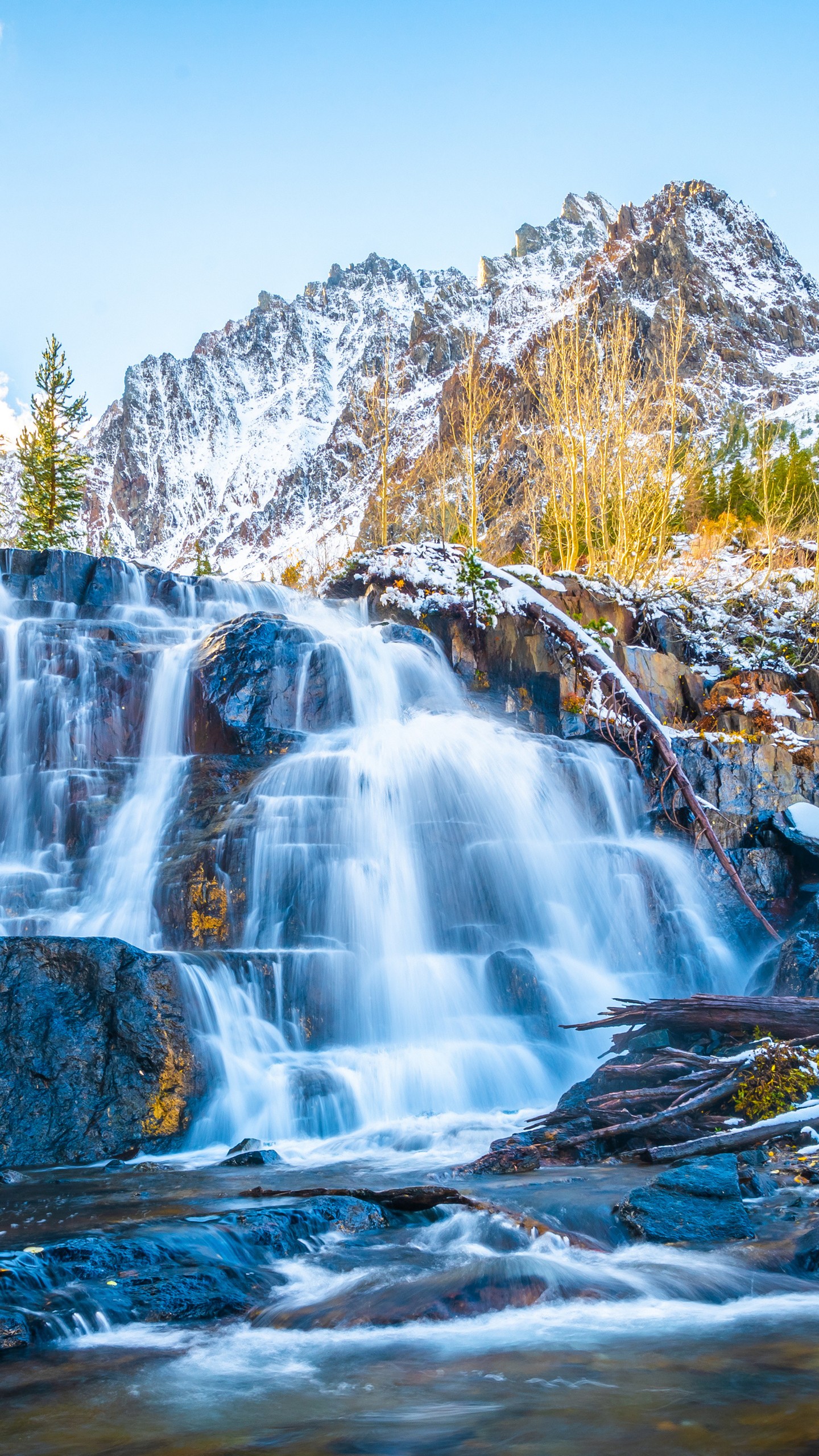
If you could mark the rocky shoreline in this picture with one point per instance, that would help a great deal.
(100, 1062)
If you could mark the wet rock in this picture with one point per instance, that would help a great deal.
(257, 1156)
(515, 985)
(187, 1295)
(260, 679)
(656, 676)
(201, 884)
(14, 1331)
(697, 1203)
(398, 632)
(509, 1160)
(283, 1231)
(94, 1050)
(797, 969)
(449, 1295)
(42, 577)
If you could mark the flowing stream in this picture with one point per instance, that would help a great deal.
(408, 864)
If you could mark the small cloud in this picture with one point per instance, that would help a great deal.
(11, 420)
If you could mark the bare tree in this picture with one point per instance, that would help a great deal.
(468, 407)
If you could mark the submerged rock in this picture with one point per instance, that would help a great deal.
(94, 1050)
(696, 1203)
(251, 1158)
(14, 1331)
(515, 985)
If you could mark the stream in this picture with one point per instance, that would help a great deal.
(401, 857)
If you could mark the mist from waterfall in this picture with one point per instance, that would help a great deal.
(432, 893)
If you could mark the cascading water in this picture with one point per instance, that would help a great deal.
(401, 868)
(432, 893)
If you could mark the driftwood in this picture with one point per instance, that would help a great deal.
(627, 702)
(712, 1097)
(737, 1140)
(791, 1017)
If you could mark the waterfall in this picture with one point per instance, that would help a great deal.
(398, 867)
(432, 893)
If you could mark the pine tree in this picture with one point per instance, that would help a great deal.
(53, 465)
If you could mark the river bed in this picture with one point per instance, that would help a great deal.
(630, 1349)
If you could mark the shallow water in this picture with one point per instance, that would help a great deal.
(630, 1350)
(394, 855)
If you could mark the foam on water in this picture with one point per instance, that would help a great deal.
(392, 857)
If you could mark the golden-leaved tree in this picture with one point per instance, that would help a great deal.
(613, 440)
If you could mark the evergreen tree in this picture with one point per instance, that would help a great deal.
(53, 466)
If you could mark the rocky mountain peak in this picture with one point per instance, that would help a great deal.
(250, 445)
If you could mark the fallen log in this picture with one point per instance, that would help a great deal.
(738, 1139)
(709, 1098)
(791, 1017)
(591, 656)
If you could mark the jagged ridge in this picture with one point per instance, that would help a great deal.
(250, 446)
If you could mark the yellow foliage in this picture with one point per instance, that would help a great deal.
(209, 909)
(776, 1079)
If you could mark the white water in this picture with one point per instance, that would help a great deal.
(391, 858)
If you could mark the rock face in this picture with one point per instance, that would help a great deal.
(178, 1273)
(95, 1053)
(261, 679)
(92, 584)
(797, 970)
(248, 445)
(696, 1203)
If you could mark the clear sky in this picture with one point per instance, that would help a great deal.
(162, 160)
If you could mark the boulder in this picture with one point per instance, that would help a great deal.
(251, 1158)
(656, 676)
(514, 983)
(201, 882)
(697, 1202)
(258, 680)
(94, 1050)
(797, 969)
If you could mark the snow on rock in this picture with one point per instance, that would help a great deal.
(250, 445)
(805, 819)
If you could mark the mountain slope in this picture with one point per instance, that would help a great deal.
(250, 446)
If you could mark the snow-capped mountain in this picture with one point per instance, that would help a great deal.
(250, 445)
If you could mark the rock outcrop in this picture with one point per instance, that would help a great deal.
(261, 679)
(696, 1203)
(94, 1050)
(250, 445)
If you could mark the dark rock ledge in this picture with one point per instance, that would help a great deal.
(94, 1050)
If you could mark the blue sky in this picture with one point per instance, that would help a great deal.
(162, 160)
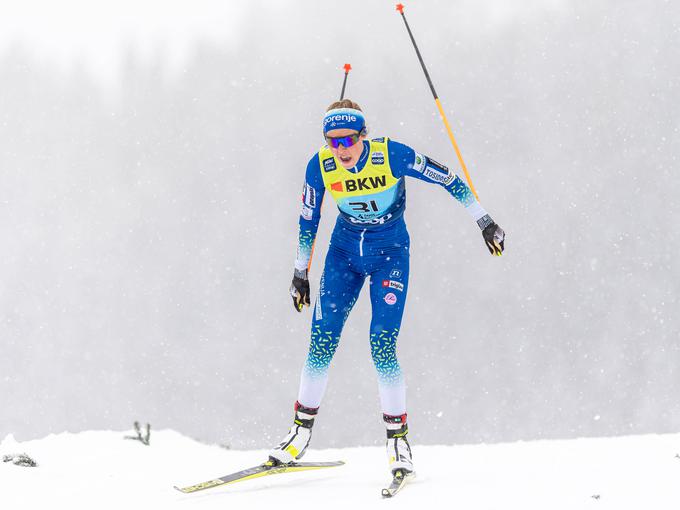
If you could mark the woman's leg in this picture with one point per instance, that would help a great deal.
(338, 292)
(389, 285)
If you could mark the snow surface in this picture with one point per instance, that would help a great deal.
(98, 469)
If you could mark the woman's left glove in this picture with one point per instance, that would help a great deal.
(299, 289)
(494, 237)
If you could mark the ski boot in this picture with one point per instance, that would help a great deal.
(398, 450)
(295, 444)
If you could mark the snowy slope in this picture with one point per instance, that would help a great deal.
(101, 470)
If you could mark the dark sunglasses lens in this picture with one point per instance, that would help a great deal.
(346, 141)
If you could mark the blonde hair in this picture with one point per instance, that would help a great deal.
(344, 103)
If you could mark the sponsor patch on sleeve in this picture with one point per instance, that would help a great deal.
(306, 213)
(419, 163)
(310, 196)
(437, 172)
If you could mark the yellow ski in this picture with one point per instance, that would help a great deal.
(268, 468)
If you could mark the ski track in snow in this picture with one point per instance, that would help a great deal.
(99, 469)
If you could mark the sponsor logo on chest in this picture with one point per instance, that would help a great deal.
(377, 158)
(359, 184)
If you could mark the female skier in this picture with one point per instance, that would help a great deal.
(366, 179)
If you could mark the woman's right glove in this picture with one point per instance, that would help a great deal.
(299, 289)
(494, 237)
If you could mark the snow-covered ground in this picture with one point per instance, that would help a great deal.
(100, 470)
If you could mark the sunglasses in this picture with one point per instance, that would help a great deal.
(346, 141)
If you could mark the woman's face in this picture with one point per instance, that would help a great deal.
(348, 156)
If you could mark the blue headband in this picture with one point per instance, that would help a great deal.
(343, 118)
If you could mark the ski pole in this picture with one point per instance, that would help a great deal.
(400, 8)
(347, 69)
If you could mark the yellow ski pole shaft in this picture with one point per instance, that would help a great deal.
(400, 8)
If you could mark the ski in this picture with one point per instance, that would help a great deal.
(398, 482)
(268, 468)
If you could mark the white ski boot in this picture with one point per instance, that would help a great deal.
(398, 450)
(295, 443)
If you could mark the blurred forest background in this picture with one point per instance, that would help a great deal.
(149, 199)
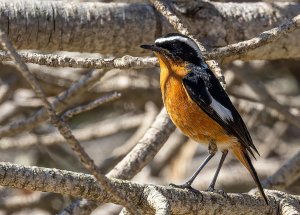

§ Exercise: Gather every line of the data above that contains the string "stream", and copy each one in full. Case counts.

§ Response:
If you could mark the flowing stream in this picture with one point per instance, that would help a great deal.
If you could mark the stream in this picture with one point per instance, that would help a great deal.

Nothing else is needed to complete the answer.